■ Entries provided
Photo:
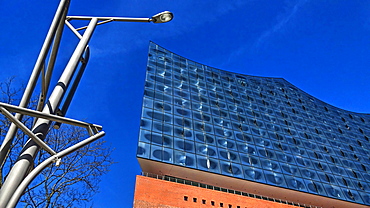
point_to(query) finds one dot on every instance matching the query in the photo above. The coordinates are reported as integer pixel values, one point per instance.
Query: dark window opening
(340, 131)
(351, 195)
(363, 167)
(354, 173)
(326, 149)
(355, 156)
(360, 185)
(345, 182)
(361, 130)
(342, 153)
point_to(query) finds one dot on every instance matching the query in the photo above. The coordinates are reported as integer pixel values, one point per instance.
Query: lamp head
(162, 17)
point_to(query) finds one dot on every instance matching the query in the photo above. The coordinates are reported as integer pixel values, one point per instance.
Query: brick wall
(151, 192)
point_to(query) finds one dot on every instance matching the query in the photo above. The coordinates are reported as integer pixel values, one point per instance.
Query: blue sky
(322, 47)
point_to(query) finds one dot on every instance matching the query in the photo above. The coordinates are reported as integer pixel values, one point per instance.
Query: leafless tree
(71, 184)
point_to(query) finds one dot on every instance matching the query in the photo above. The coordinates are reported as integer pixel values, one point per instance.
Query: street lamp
(18, 178)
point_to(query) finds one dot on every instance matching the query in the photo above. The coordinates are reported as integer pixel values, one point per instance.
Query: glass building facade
(258, 129)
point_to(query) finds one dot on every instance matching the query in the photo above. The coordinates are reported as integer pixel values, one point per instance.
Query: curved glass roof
(259, 129)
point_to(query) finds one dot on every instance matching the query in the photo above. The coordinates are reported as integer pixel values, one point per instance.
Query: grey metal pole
(8, 140)
(18, 193)
(26, 159)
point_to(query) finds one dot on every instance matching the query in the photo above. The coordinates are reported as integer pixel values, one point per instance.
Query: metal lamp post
(18, 179)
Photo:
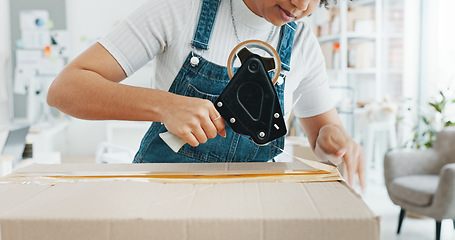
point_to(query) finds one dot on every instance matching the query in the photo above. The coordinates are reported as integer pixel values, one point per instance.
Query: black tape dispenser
(249, 103)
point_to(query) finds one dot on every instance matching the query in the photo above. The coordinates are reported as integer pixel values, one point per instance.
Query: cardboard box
(140, 201)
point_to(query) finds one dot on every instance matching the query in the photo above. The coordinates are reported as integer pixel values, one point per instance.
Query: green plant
(432, 121)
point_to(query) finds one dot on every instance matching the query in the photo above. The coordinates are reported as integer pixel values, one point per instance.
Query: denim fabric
(285, 45)
(205, 24)
(207, 81)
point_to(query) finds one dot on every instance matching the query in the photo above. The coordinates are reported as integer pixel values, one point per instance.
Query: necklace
(235, 27)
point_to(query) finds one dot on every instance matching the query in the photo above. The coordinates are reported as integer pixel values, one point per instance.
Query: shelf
(361, 71)
(362, 36)
(349, 36)
(353, 71)
(329, 38)
(361, 3)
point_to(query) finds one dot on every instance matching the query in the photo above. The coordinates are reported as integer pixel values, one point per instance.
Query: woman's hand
(334, 144)
(194, 120)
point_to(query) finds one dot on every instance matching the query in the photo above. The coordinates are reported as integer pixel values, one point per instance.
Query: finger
(220, 126)
(362, 170)
(351, 167)
(200, 135)
(219, 123)
(209, 128)
(190, 139)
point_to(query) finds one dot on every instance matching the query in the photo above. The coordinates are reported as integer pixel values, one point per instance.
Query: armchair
(423, 181)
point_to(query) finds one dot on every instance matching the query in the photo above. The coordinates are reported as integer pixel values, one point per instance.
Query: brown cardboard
(128, 208)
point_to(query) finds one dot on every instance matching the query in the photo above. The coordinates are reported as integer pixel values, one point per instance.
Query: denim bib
(207, 80)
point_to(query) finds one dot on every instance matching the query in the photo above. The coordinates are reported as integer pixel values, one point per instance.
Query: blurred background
(391, 67)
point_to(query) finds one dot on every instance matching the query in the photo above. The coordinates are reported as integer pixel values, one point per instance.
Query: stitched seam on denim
(196, 156)
(203, 93)
(205, 75)
(233, 146)
(150, 139)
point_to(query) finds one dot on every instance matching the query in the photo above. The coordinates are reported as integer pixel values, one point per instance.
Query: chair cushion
(415, 189)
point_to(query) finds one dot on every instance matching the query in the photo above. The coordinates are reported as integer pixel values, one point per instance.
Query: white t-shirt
(163, 30)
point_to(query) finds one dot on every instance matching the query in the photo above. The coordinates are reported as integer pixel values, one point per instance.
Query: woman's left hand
(334, 144)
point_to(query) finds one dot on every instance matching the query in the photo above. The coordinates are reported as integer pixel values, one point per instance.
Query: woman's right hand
(194, 120)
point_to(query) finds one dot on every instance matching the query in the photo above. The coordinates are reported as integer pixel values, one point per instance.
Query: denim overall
(207, 80)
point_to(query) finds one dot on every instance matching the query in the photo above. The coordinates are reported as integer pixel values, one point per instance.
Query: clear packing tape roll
(194, 173)
(250, 44)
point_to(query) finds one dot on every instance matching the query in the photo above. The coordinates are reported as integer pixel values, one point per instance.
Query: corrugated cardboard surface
(123, 209)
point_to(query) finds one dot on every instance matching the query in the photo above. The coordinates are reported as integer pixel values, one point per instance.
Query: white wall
(4, 57)
(87, 20)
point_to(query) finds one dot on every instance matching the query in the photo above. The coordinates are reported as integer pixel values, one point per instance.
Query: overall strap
(285, 44)
(205, 25)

■ Exercise directions
From the data above, pull out every line that contains the string "woman". The match is case-sensitive.

■ Answer for this exercise
Query: woman's hand
Query: woman's left hand
Query: woman's right hand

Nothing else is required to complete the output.